| TO DO |
Print the following rows verbatim, omitting the pictures from your output.

[Data entries]

## start

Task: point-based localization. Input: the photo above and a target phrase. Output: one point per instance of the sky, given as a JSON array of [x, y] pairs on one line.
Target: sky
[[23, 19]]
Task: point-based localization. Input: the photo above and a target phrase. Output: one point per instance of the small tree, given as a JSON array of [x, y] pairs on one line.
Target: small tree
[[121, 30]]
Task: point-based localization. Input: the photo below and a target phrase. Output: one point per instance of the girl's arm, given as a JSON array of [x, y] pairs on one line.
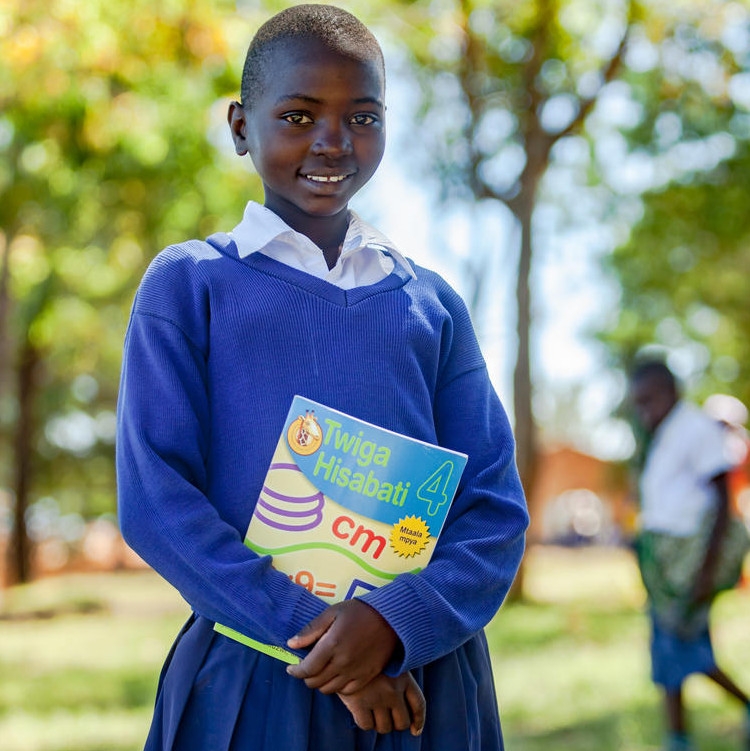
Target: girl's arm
[[481, 545], [163, 449]]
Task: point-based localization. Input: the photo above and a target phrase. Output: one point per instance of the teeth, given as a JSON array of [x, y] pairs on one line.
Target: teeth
[[326, 178]]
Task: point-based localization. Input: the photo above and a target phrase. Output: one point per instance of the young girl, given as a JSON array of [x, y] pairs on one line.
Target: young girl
[[303, 297]]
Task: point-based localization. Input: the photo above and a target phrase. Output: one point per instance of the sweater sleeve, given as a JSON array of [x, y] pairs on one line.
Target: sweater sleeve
[[481, 546], [162, 448]]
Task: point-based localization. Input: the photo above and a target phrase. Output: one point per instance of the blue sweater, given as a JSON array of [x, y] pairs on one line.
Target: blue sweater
[[217, 346]]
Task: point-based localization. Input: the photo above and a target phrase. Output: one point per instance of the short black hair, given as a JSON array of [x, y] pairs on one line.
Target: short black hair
[[656, 369], [336, 29]]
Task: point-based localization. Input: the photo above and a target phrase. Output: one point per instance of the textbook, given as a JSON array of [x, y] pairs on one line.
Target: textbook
[[347, 506]]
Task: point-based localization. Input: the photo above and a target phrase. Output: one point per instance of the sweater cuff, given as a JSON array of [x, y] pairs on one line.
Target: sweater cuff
[[403, 606]]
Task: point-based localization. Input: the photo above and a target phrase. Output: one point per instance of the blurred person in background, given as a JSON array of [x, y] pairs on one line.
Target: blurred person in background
[[689, 546]]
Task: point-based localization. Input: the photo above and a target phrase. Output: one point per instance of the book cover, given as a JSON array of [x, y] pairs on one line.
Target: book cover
[[347, 506]]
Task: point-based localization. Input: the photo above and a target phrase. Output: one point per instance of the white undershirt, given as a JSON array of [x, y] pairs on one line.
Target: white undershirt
[[367, 256]]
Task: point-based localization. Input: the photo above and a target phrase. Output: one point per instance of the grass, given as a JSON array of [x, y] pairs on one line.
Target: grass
[[80, 657]]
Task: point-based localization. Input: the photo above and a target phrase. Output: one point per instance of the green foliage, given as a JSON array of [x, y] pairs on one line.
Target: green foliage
[[685, 277], [109, 114]]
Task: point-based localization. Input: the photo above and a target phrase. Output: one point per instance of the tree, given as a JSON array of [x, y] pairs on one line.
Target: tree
[[683, 269], [106, 158], [508, 82]]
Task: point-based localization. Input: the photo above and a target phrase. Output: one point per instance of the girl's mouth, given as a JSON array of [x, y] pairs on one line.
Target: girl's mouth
[[326, 178]]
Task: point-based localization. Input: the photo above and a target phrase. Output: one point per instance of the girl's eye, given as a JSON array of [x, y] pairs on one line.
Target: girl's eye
[[364, 118], [297, 118]]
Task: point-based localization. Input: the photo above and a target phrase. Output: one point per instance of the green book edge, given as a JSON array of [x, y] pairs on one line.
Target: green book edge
[[267, 649]]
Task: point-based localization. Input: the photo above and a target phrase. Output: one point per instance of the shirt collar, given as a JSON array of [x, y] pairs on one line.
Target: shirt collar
[[261, 226]]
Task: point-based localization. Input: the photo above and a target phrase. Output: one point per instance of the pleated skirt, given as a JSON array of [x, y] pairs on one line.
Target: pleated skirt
[[216, 694]]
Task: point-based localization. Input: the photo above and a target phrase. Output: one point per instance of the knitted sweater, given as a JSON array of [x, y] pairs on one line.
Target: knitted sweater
[[215, 350]]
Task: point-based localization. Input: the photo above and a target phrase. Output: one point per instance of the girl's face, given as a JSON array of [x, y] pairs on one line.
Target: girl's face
[[316, 133]]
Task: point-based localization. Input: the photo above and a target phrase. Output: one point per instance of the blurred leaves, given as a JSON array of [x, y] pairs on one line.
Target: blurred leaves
[[109, 114]]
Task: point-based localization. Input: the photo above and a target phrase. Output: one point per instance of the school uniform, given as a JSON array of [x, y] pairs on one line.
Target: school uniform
[[222, 335]]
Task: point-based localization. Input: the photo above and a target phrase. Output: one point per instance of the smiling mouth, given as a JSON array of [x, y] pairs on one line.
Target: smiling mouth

## end

| RESPONSE |
Task: point-based localization. Input: the photo above and a target phrase. Output: one point per instance of the sky, given as a JSON array of [x, y] pairs on one line.
Target: sky
[[23, 19]]
Task: point-based localization. Input: the photo above and a target phrase. Output: one point per instance of the small tree, given as a JSON array of [x, y] pairs on one line.
Target: small tree
[[121, 30]]
Task: point-based localization. Input: the photo below and a target phrase. Output: one point per instance of the girl's arm, given as a JSON array of [x, y] pairs on one line.
Target: girl's arm
[[481, 545], [163, 449]]
Task: point-based localization. Input: the photo above and a target phrase. Output: one point per instance of the teeth, given as a JSON array of [x, y] pairs on one line.
Target: teeth
[[326, 178]]
Task: point-based localization. Input: the photo above and a target phrase. Output: one point per instance of the young girl, given as a JSON array of [x, y] pairs on one line.
Target: young girl
[[303, 297]]
Task: point-based localization. Input: the photo above and a target phrase. Output: one point per instance of the sweater sleeve, given as a JSON array of [x, y] pairs on one line.
Target: sweater sleeve
[[481, 546], [162, 448]]
Task: point-based localization. Input: the photo above and a target phrase. Output: one point per instance of the blue sweater, given as a JSON array of [x, y] pairs on one line.
Target: blue sweater
[[217, 346]]
Task: point-based localization. Input: the photo above and a target phrase. Output: one point per instance of the short black hair, given as a JSON array of [x, y] pairs on one line.
Target: short black hair
[[656, 369], [336, 29]]
Task: point-based localization. Input: the photo above and a target phrase. Output: one point per instance of the textbook, given as a JSON array of [x, y] pairs on one line.
Target: textbook
[[347, 506]]
Task: point-based localization. Input: the photo above and a target phrase. Output: one point per instance of the sweater cuff, given as a JSON array of [x, y] pairs on one line.
Target: sweater cuff
[[403, 606]]
Task: point-based localization. Input: the photo above and a target phrase. Output: one point per instance of the blurred person in background, given as a JSON array of [x, y] pairs on one line.
Target: blurred person in background
[[689, 546]]
Task: point-based localization. Input: the photo above and a target phrase. Output: one point per instance of the book cover, given as a JSON array of [x, y] pairs on one line.
Target: book cover
[[347, 506]]
Task: point-based localization. Input: the photo above and a target phrase. Output: one point per instance of the white undershirt, given as a JSON array of [x, y] pairs on one line.
Target: white undershirt
[[367, 256]]
Task: point-based localization. Input: the photo above and a target phrase. Output: one point per instance of the grass, given as a JSON array of [x, y] pairs on one line.
Target: grass
[[80, 657]]
Task: point-based localization. Input: the photo above and a target phrase. Output: one point per instance of the green foliage, given as a JSON array of [x, y] pairs on one line.
Target: green foliage
[[685, 277], [109, 114]]
Task: point-based localization. Input: the photo above and a target phrase. Output: one point per instance of the tree, given as a JSON array of [x, y] pairs on one line.
Target: tree
[[683, 269], [106, 158], [508, 82]]
Task: point-based localization. Input: the photo above and a target phrase. Output: one point per instance of the girl's mouth, given as a JSON array of [x, y] pairs on one line.
Target: girl's mouth
[[326, 178]]
Task: point-based localization. Input: the photo above and a target phrase. Output: one point per instance of the girl's eye, given as a JSON array of [x, y] pairs on one line.
Target: girl's eye
[[364, 118], [297, 118]]
Task: point-based localization. Input: the photo above and a target phrase. Output: one point per instance of the green book edge, given as a JSON array of [x, y] pairs on one line.
Target: green book edge
[[267, 649]]
Task: point-based localization. Input: the photo above and a target phrase. Output: one point per instance of the shirt collar, given as a JSON array of [x, y] pairs on one line.
Target: shirt collar
[[261, 226]]
Task: point-based localization. Input: the photo above and a target phrase. Output: one point per instance of the pleated skirt, given as a JSON array of [x, y] pairs on one line.
Target: pleated skirt
[[216, 694]]
Task: point-based localization. Input: the photo above and a target phrase. Output: one point per instance of the knitted sweater, given as a JSON array of [x, y] pairs on one line.
Target: knitted sweater
[[215, 350]]
Task: point-based localization. Input: the photo above and a target phrase. Output: one point per instance of the girl's face, given as a JSON array of [x, y] pairs on one line.
Target: girl's face
[[316, 133]]
Task: point-based localization. Input: the photo above and a target phrase. Output: one point per instance of the blurred leaves, given as a JSON array of [x, y] pairs on one line.
Target: blurred leaves
[[109, 114]]
Task: point-based localization. Input: the photo above and a target phrase. Output: one point per instance of the school uniform, given as a JSON array of [x, y] pairs on one line.
Target: school uniform
[[222, 335]]
Task: point-based localization. Input: the photo above and a target phrase. Output: one point per instance of the smiling mouth, given as a JSON array of [x, y] pairs on one line.
Target: smiling mouth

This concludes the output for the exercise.